Brief 1 >> Quote the passage about salmon fishing in the Yemen word for word, starting at the words containing "Just to provide" and ending with "the Great Lakes.".
Brief 2 >> Pick up the passage on salmon fishing in the Yemen after its final sentence and keep writing.

-- Document text follows --

Stocked Salmon Smackdown

Salmon Fishing in the Yemen by Paul Torday

Paul Torday, Salmon Fishing in the Yemen (2007)

“Well,” she said thoughtfully, “that’s one of the problems you would have to solve, of course. But if it was me, and of course I’m a completely non-technical person, I’d think along the lines of constructing holding ponds at the bottom of the wadis seeded with salmon, keeping the water cool, injecting it with oxygen if necessary, and confining the salmon there for three or four years. I read somewhere that in Canada salmon stay in the lake systems for that amount of time.”   (p. 27)

Just to provide a little context, Harriet, an estate manager, is talking to Alfred, a fisheries scientist. She represents a fabulously wealthy sheikh who wants to introduce salmon fishing to the Yemen, and Harriet is trying to convince Alfred to take the idea seriously.

The reference to “lakes” makes it clear that she is not referring to Atlantic salmon on the east coast or Pacific salmon in British Columbia, which are natural populations of fish that have been running to the ocean and back upriver to spawn since time immemorial. Rather, she is talking about fish that were introduced, most likely into the Great Lakes.

-- Document text concluded --
-- Supplied entries follows --

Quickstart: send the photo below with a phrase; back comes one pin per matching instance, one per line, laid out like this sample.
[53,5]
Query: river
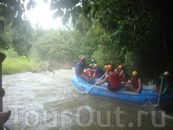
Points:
[48,101]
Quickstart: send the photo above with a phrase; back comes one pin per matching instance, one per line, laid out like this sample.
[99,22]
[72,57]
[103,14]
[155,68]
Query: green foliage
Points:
[17,65]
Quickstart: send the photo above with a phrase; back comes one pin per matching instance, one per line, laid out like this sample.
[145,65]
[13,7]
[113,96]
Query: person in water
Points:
[79,69]
[135,83]
[111,79]
[122,73]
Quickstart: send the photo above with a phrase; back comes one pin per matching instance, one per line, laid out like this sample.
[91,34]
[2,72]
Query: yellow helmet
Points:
[134,73]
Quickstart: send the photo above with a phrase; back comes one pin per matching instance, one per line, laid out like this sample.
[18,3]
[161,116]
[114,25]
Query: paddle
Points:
[2,58]
[95,83]
[160,92]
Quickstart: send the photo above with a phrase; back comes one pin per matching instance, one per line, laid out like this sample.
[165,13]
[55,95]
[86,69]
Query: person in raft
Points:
[79,69]
[111,79]
[122,73]
[135,83]
[167,85]
[93,64]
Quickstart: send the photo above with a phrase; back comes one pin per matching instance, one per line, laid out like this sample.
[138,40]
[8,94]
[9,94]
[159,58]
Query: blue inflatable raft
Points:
[99,90]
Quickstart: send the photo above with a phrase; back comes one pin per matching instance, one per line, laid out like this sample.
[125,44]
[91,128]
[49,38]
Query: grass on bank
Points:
[17,65]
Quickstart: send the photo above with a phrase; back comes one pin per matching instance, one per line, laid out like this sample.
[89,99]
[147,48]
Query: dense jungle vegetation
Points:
[135,33]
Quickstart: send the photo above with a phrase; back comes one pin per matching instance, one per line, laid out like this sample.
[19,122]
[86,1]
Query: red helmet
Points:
[120,67]
[82,58]
[110,67]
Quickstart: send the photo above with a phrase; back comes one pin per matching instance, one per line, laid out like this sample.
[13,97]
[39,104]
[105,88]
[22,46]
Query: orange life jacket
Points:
[89,73]
[114,79]
[134,82]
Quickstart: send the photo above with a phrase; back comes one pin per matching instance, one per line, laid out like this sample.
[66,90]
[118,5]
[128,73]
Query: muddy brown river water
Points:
[48,101]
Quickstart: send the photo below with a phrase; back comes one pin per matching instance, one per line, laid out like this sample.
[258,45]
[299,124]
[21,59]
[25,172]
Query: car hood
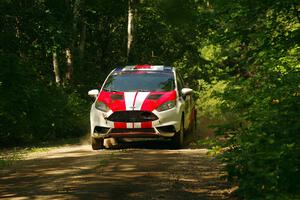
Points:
[127,101]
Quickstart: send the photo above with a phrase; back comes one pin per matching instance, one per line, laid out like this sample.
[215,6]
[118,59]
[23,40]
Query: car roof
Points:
[160,68]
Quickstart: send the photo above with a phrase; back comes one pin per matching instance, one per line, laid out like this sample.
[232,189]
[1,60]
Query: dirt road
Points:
[137,171]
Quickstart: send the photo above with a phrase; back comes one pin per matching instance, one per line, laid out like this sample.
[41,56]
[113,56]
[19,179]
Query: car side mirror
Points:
[93,93]
[186,91]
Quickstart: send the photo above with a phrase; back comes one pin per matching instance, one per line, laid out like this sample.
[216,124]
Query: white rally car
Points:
[142,101]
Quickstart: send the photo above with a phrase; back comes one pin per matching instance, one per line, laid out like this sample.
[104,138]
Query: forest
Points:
[241,57]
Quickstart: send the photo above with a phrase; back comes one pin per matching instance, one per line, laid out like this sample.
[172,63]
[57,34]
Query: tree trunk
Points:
[56,68]
[82,40]
[69,72]
[130,30]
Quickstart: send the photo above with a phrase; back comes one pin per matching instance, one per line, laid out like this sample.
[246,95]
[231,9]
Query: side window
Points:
[180,84]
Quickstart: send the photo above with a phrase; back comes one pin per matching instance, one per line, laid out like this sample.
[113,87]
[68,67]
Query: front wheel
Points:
[177,140]
[97,143]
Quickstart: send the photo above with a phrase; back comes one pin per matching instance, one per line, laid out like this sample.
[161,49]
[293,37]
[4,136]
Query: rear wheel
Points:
[177,140]
[97,143]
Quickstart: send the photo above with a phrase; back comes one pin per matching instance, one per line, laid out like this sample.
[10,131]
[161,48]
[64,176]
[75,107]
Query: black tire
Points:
[97,143]
[177,140]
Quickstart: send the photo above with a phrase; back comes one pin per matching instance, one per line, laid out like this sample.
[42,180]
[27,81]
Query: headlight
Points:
[166,106]
[101,106]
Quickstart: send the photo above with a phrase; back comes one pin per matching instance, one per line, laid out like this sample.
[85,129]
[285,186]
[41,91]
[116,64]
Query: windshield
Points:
[139,81]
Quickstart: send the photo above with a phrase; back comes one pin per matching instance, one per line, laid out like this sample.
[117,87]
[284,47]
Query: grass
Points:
[9,156]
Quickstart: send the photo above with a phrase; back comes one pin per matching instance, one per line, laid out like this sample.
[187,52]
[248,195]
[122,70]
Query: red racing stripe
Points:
[146,125]
[120,124]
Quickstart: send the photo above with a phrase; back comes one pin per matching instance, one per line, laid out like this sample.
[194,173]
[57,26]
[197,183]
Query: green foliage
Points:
[262,145]
[32,111]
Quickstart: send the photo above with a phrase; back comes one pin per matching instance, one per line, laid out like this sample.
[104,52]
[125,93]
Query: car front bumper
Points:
[167,124]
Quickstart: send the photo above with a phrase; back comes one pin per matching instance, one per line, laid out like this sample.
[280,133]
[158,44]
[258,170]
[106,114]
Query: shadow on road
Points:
[136,172]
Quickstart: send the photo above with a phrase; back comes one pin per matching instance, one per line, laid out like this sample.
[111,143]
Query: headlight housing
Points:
[166,106]
[99,105]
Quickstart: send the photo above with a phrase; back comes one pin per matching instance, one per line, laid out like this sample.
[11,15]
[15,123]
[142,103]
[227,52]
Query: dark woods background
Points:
[241,57]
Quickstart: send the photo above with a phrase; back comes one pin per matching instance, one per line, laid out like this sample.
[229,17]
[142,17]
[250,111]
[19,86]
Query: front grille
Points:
[132,116]
[132,130]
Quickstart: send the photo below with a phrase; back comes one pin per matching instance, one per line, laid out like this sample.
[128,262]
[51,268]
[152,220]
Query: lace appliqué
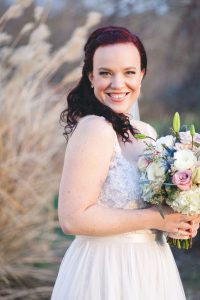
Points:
[121,187]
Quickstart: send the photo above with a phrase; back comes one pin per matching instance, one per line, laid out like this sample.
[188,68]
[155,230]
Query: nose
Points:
[117,82]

-- Supplied entries concluded --

Response area 1 >>
Just to provide a little context, Harriet, an estate manager, is talking to Alfred, a fisheries scientist. She represents a fabulously wealthy sheikh who wants to introduce salmon fishing to the Yemen, and Harriet is trying to convince Alfred to take the idea seriously.

The reference to “lakes” makes it clear that she is not referring to Atlantic salmon on the east coast or Pacific salmon in British Columbia, which are natural populations of fish that have been running to the ocean and back upriver to spawn since time immemorial. Rather, she is talking about fish that were introduced, most likely into the Great Lakes.

Response area 2 >>
I was, in my (largely misspent) youth, a keen fly fisherman and, even more so, a keen reader of fishing magazines, and I seem to recall there being a general prejudice in the fly-fishing community against fishing for introduced fish stocks. So going after Atlantic salmon in Newfoundland would be a fisherman’s dream, whereas catching a Chinook in Lake Ontario would be only a small step up from hauling them out of a pond at a fish farm.

By mentioning Canadian salmon in lakes, then, Harriet is showing that she doesn’t understand a distinction that is fundamental to any true fisherman. Indeed, one of the turning points in the novel comes when the sheikh learns he won’t be able to take wild salmon from the rivers of Scotland, and instead will have to stock his Yemeni river with farmed salmon. Both he and Alfred are crushed by the thought of having to use these inferior animals.

If we were inclined to overinterpret a bit (and, as should be evident by now, we are), we could argue that the passage reflects an unfairly negative view of salmon fishing in Canada. In fact our coastal fisheries are every bit as “wild” as the salmon fishery in Scotland; it’s only the salmon that were introduced to the Great Lakes that are in some sense “inferior,” but that is all that is mentioned here.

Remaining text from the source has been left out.